FRAGMENTO SELECCIONADO
· · · ·
Todos recordamos aquella película de José
Luís Cuerda condecorada de Goyas titulada El bosque Animado. Menos son los que
se habrán arrimado al libro original del mismo título escrito por
Wenceslao Fernández Flórez. En él se narra la vida animada de la fraga de
Eume, donde en unos capítulos la fauna humana cuenta sus historias y en otros,
la vida espontánea de la naturaleza sale a escena.
Dentro de sus cuentos, el autor tiene una
breve obra titulada "La fraga de Cecebre". En ella el bosque de la
fraga se revoluciona por la llegada de un nuevo vecino: estirado, orgulloso y
centrado en su visión del pragmatismo. Este nuevo y supuesto árbol sorprende a
pinos, castaños, robles y eucaliptos. El pino, más próximo a él, trata de
iniciar una conversación con este desconocido integrante del bosque. De malas
maneras el susodicho desconocido reusa la invitación, repitiendo el desplante
con el resto de la diversidad arbolada. A unos los criticas por simular el
canto del tren gracias al viento, a otros como al castaño, por ser gordos, esplendorosos
y no materia prima del carpintero. Hacia el nogal vierte sus iras por no ser ya
alacena o tresillo y a todos en su conjunto por ser regazo de cuervos y
oropéndolas.
Toda la diversidad vegetal se queda impresionado
con las opiniones de este ejemplar recién llegado. Alto, esbelto, de corteza
grisácea, con dos hileras de ramas que se extienden al infinito. No tiene hojas
y por frutos le cuelgan unas vidriadas formas casi esféricas que brillan en blancos y verdes claroscuros.
· · · ·
DATOS PROPORCIONADOS
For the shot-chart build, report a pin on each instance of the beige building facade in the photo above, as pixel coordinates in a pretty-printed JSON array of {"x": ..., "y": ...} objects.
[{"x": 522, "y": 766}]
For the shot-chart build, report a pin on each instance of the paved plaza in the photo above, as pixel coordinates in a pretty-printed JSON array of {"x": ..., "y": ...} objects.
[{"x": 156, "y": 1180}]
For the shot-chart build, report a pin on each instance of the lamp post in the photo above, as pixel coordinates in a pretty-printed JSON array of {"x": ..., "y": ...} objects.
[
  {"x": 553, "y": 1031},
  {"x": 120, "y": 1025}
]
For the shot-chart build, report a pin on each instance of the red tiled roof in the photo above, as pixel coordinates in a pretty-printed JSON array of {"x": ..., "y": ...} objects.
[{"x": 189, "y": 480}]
· · · ·
LISTA DE TAREAS
1. Extrae íntegro y sin ninguna alteración el fragmento sobre la fraga de Cecebre.
2. Copia sin cambios las líneas del listado, empezando por la que contiene "of the paved" y terminando con la última línea del listado, ambas incluidas.
El fragmento y el listado son materiales independientes entre sí.

RESPUESTAS DEL EJERCICIO
1.
Todos recordamos aquella película de José
Luís Cuerda condecorada de Goyas titulada El bosque Animado. Menos son los que
se habrán arrimado al libro original del mismo título escrito por
Wenceslao Fernández Flórez. En él se narra la vida animada de la fraga de
Eume, donde en unos capítulos la fauna humana cuenta sus historias y en otros,
la vida espontánea de la naturaleza sale a escena.
Dentro de sus cuentos, el autor tiene una
breve obra titulada "La fraga de Cecebre". En ella el bosque de la
fraga se revoluciona por la llegada de un nuevo vecino: estirado, orgulloso y
centrado en su visión del pragmatismo. Este nuevo y supuesto árbol sorprende a
pinos, castaños, robles y eucaliptos. El pino, más próximo a él, trata de
iniciar una conversación con este desconocido integrante del bosque. De malas
maneras el susodicho desconocido reusa la invitación, repitiendo el desplante
con el resto de la diversidad arbolada. A unos los criticas por simular el
canto del tren gracias al viento, a otros como al castaño, por ser gordos, esplendorosos
y no materia prima del carpintero. Hacia el nogal vierte sus iras por no ser ya
alacena o tresillo y a todos en su conjunto por ser regazo de cuervos y
oropéndolas.
Toda la diversidad vegetal se queda impresionado
con las opiniones de este ejemplar recién llegado. Alto, esbelto, de corteza
grisácea, con dos hileras de ramas que se extienden al infinito. No tiene hojas
y por frutos le cuelgan unas vidriadas formas casi esféricas que brillan en blancos y verdes claroscuros.

2.
For the shot-chart build, report a pin on each instance of the paved plaza in the photo above, as pixel coordinates in a pretty-printed JSON array of {"x": ..., "y": ...} objects.
[{"x": 156, "y": 1180}]
For the shot-chart build, report a pin on each instance of the lamp post in the photo above, as pixel coordinates in a pretty-printed JSON array of {"x": ..., "y": ...} objects.
[
  {"x": 553, "y": 1031},
  {"x": 120, "y": 1025}
]
For the shot-chart build, report a pin on each instance of the red tiled roof in the photo above, as pixel coordinates in a pretty-printed JSON array of {"x": ..., "y": ...} objects.
[{"x": 189, "y": 480}]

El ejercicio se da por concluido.